Exercises:
[1] List every place name that appears in the article on improving maize production for smallholder farmers, counting each only once.
[2] Extend the article on improving maize production for smallholder farmers, starting after its last sentence.

Quoted passage:

Improving Maize Production for Smallholder Farmers

By Rodolfo Ricardo Hernandez Navas – Agriculture Program Officer

Roger cultivating with his team.

Roger is originally from Achuapa, León in western Nicaragua, but he currently lives in the La Concha community located between the communities of Mexico and Mata de Caña in San Carlos. He’s lived there for 23 years with his family of six. His wife owns a small shop and his children help him work the fields when they aren’t studying. They are a working family and everyone contributes to the family income.

Roger lived for a time in Costa Rica where he learned how to work the fields. He later decided to return to Nicaragua and bought a small piece of land in the community where he currently lives. He began to work his land, sowing corn and beans. He used the earnings from these crops to purchase small livestock, mainly pigs. He supported his wife who also worked and contributed to their family’s income and improvement.

Given information:
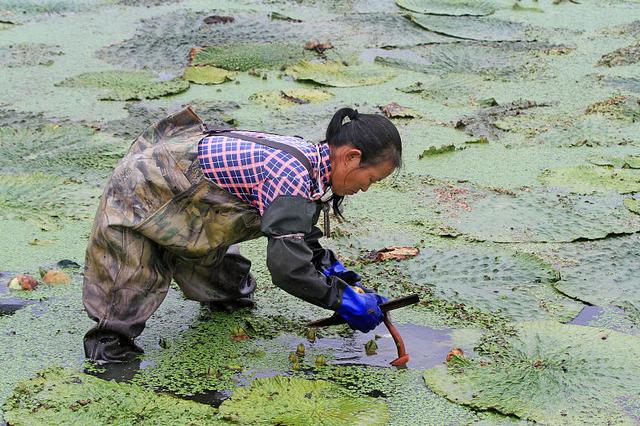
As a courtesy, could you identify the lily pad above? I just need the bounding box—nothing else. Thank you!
[623,198,640,214]
[189,43,310,71]
[2,368,222,426]
[58,71,189,101]
[432,187,640,242]
[408,15,527,41]
[0,43,64,68]
[285,61,395,87]
[249,88,333,107]
[424,321,640,425]
[553,234,640,325]
[539,166,640,194]
[182,66,235,84]
[220,376,388,426]
[396,0,496,16]
[598,44,640,67]
[405,246,583,321]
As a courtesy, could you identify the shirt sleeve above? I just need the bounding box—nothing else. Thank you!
[253,173,311,216]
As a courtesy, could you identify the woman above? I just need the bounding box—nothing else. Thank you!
[83,108,402,362]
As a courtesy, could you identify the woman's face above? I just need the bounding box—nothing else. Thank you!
[331,146,395,196]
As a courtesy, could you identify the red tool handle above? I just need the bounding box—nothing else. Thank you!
[384,312,409,367]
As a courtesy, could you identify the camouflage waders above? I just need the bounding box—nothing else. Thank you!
[83,108,262,361]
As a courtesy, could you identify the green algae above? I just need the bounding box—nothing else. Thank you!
[623,198,640,214]
[220,376,388,426]
[0,124,128,182]
[0,43,64,68]
[285,61,395,87]
[539,166,640,194]
[396,0,496,16]
[3,368,223,426]
[182,66,235,84]
[191,43,311,71]
[425,322,640,424]
[59,71,189,101]
[249,88,333,108]
[408,15,528,41]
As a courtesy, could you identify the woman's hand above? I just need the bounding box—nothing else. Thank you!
[336,286,387,333]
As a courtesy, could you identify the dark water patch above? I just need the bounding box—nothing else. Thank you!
[280,324,453,368]
[568,306,604,325]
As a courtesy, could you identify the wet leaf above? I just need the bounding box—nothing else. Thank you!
[396,0,495,16]
[58,71,189,101]
[380,102,421,118]
[2,368,218,425]
[220,376,388,426]
[182,66,236,84]
[365,246,420,262]
[424,322,640,425]
[408,15,527,41]
[189,43,306,71]
[285,61,395,87]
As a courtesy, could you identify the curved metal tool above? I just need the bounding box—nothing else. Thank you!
[307,294,420,367]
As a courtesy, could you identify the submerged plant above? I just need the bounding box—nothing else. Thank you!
[220,376,388,426]
[424,321,640,425]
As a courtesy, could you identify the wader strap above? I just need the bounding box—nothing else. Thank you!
[207,130,319,179]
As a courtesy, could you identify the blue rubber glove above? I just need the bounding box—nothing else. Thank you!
[336,286,387,333]
[322,260,362,285]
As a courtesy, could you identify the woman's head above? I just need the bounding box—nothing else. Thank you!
[326,108,402,197]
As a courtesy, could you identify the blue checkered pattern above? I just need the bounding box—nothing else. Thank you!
[198,131,331,215]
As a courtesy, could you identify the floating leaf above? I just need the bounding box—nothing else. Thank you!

Answers per task:
[1] Achuapa, León, Nicaragua, La Concha, Mexico, Mata de Caña, San Carlos, Costa Rica

[2]
Self-Help International’s Agriculture Program visited Roger, and Roger was intrigued by Rodolfo’s, Self-Help’s Agriculture Program Officer, explanation of Self-Help cultivation techniques to obtain higher maize yields while minimizing farming expenses. Rodolfo explained that program involvement required forming a group of local farmers to share knowledge of a new farming technique by planting a demonstration plot with a new variety of high quality protein maize (QPM) called INTA Nutrader.

At first, Roger was hesitant to join this farming group because there were many pest problems (mice) and he wasn’t sure they would succeed. When explaining his hesitation to Rodolfo, Rodolfo responded and said that he would learn as much from the farmers as the farmers would learn from him and Self-Help. So, Roger accepted Rodolfo’s proposal and brought seven local farmers to the training at which they established a demonstration plot.

They sowed four pounds of QPM seed donated for the demonstration plot by Self-Help, establishing an area of 441 square meters. They learned that the seed they sowed had to be treated with chemicals to protect it from pests, which was something these farmers hadn’t previously done. They were also instructed to leave at least two clean meters around the plot to lower the incidence of affectation by mice and to let the maize soak with either a chemical called Counter or with black wood, a common tree in the area. The farmers followed these instructions and had success.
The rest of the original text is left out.